Objective: Return every line of the entries that contains the word "jacket", matching case exactly.

++++++++++++++++++++

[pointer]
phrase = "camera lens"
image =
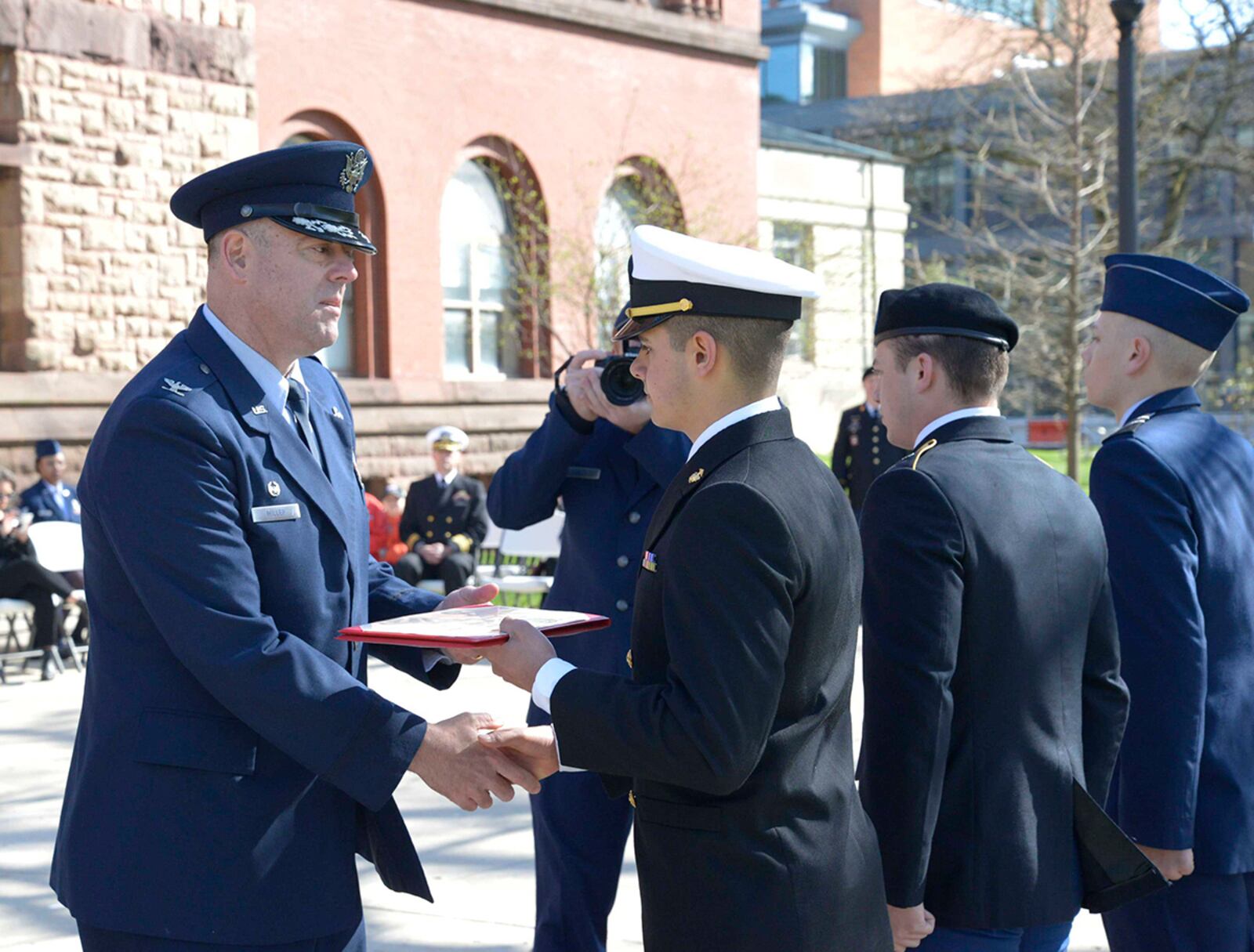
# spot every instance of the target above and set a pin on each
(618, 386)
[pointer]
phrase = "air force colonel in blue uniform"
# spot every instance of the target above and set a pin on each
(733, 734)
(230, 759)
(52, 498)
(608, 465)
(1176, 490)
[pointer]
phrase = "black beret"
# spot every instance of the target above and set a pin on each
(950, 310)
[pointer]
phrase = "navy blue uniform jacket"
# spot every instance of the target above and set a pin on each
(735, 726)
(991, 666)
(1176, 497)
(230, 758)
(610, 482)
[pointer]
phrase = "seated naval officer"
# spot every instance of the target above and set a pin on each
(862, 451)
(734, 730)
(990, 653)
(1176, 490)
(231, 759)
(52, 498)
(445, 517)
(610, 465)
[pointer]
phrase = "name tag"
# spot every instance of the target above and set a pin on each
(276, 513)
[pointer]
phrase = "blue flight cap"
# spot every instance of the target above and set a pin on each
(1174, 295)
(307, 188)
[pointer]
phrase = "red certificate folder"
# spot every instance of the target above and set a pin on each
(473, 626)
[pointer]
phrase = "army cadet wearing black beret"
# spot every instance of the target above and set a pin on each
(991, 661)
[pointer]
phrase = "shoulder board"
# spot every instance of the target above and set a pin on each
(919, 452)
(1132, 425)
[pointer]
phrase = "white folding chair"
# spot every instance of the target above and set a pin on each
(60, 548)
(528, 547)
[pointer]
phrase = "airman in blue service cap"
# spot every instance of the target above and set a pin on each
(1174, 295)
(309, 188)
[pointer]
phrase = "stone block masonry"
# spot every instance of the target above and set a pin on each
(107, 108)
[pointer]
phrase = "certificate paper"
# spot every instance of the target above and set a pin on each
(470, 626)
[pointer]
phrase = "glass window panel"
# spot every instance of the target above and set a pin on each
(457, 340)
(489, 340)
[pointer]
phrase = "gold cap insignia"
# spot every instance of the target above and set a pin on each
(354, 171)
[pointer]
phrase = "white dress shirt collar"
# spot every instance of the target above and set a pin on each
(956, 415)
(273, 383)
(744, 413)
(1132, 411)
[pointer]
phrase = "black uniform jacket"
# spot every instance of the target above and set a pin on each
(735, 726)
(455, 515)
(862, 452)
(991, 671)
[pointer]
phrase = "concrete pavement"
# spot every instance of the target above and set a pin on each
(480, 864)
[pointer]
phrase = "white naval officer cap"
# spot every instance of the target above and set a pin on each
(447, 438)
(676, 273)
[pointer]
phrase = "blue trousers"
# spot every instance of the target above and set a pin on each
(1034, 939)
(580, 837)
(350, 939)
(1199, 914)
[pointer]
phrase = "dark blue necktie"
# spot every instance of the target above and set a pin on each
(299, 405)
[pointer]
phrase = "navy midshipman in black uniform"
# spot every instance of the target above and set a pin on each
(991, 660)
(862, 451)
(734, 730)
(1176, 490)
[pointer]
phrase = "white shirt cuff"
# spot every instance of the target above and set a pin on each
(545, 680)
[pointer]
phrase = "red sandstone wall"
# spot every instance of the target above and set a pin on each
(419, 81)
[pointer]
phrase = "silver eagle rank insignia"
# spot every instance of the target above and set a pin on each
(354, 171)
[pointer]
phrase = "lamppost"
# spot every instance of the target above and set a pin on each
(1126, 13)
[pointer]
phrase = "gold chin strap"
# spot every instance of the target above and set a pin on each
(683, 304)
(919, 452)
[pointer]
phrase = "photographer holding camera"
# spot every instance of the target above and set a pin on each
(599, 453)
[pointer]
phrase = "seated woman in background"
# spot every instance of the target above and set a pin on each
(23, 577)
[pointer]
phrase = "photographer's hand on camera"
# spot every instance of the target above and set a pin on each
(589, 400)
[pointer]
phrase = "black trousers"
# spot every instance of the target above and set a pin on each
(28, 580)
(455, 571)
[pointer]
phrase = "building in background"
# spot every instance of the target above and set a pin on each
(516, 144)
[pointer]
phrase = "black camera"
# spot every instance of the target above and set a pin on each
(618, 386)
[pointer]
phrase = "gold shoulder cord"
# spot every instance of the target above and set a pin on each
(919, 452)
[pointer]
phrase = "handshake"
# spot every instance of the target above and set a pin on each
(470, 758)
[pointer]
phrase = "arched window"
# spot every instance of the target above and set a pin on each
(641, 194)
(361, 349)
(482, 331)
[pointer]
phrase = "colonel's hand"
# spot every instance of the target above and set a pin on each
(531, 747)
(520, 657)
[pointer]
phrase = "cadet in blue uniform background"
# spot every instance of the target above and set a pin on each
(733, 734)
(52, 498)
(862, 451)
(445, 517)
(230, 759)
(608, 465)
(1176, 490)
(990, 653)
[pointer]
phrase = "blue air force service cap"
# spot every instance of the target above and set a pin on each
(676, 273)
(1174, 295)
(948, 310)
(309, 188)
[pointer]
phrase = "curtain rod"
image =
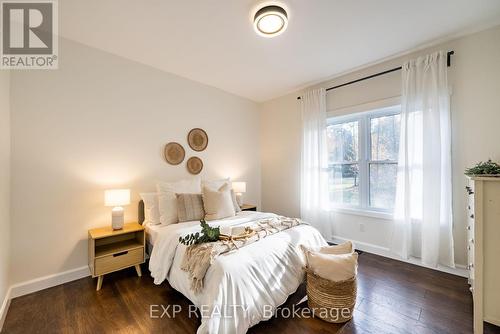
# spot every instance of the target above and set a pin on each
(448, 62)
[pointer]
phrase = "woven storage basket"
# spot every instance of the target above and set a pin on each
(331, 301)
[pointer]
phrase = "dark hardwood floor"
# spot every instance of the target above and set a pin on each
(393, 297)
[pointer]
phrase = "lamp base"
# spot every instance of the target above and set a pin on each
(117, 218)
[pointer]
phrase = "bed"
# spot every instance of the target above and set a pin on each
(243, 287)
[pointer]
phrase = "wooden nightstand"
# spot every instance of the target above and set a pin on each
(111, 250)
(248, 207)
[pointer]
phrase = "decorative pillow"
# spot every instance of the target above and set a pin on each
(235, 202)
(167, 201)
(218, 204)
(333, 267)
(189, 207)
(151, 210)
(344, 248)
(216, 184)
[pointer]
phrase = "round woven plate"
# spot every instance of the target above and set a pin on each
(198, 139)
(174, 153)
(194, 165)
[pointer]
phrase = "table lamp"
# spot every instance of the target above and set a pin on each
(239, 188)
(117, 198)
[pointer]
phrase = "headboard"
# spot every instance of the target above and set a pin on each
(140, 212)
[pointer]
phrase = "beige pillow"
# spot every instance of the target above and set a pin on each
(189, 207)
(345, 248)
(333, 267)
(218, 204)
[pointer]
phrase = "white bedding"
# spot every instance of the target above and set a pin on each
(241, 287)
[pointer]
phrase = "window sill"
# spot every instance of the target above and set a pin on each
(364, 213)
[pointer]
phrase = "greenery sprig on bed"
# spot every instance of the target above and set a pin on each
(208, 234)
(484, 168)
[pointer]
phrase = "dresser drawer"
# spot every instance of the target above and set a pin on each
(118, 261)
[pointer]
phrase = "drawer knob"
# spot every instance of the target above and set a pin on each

++++++++++++++++++++

Solved exercise:
phrase = "navy blue uniform jacket"
phrase = "black uniform jacket"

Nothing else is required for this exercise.